» **Brief**
An identical transcription of the records is required.

Items listed in a dataset:
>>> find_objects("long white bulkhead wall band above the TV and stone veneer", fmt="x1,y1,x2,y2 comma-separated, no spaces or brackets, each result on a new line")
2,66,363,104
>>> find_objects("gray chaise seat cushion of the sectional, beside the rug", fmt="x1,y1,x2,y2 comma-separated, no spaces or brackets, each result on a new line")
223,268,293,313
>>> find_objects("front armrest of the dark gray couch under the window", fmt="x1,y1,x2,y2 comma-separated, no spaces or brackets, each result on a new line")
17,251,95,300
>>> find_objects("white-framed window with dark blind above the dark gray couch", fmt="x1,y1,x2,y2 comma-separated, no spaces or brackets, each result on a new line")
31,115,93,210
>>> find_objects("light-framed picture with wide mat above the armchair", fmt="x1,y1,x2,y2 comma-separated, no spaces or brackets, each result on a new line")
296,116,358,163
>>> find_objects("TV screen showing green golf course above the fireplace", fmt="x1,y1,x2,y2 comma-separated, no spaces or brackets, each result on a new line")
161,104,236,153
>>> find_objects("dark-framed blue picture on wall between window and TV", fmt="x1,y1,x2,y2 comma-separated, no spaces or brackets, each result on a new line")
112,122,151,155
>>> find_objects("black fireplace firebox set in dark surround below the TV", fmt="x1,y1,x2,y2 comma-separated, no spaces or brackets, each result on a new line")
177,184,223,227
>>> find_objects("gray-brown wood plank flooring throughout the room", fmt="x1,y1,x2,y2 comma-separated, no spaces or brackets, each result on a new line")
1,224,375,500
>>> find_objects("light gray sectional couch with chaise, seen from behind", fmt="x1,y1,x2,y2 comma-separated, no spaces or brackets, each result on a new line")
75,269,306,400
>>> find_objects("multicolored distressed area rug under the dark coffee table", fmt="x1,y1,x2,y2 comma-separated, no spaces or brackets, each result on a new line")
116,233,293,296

» **Result of this task**
>>> find_objects("long white bulkhead wall band above the TV and stone veneer", fmt="x1,y1,x2,y2 comma-separated, no spaces or brackets, each result on a new line")
2,66,363,104
>>> find_objects("gray chaise seat cushion of the sectional, beside the rug", fmt="x1,y1,x2,y2 comma-separated, no spaces or brackets, each result on a new line")
223,268,293,313
>>> find_objects("front armrest of the dark gray couch under the window", fmt="x1,y1,x2,y2 comma-separated, no spaces or brackets, each result on a new line")
17,251,95,300
>>> find_objects("white-framed window with dark blind above the dark gray couch", fmt="x1,y1,x2,y2 comma-separated, no spaces or brackets, each result on a new line")
31,115,93,210
>>> find_objects("light-framed picture with wide mat above the armchair", fmt="x1,y1,x2,y2 comma-separated, no spaces or brackets, each result on a new line")
296,116,358,163
>>> find_objects("TV screen showing green golf course above the fireplace", fmt="x1,y1,x2,y2 comma-separated, no spaces or brackets, each result on a new line")
161,104,236,153
>>> find_objects("dark-framed blue picture on wall between window and TV", fmt="x1,y1,x2,y2 comma-separated, no spaces or brackets, each result on a new line")
112,122,151,155
>>> find_objects("black fireplace firebox set in dark surround below the TV", fmt="x1,y1,x2,y2 comma-separated, no spaces or brackets, each result on a new line")
177,184,223,227
>>> find_objects("gray-brown wood plank flooring throughout the room", fmt="x1,y1,x2,y2 comma-separated, no spaces or brackets, each result on a new line")
1,224,375,500
>>> find_objects("light gray sectional couch with chaise, seen from behind", fmt="x1,y1,x2,y2 comma-separated, no spaces or brackets, each result on a new line")
75,269,306,400
>>> find_objects("multicolored distressed area rug under the dark coffee table", fmt="x1,y1,x2,y2 comma-separated, no spaces or brackets, each result on a new line")
116,233,293,296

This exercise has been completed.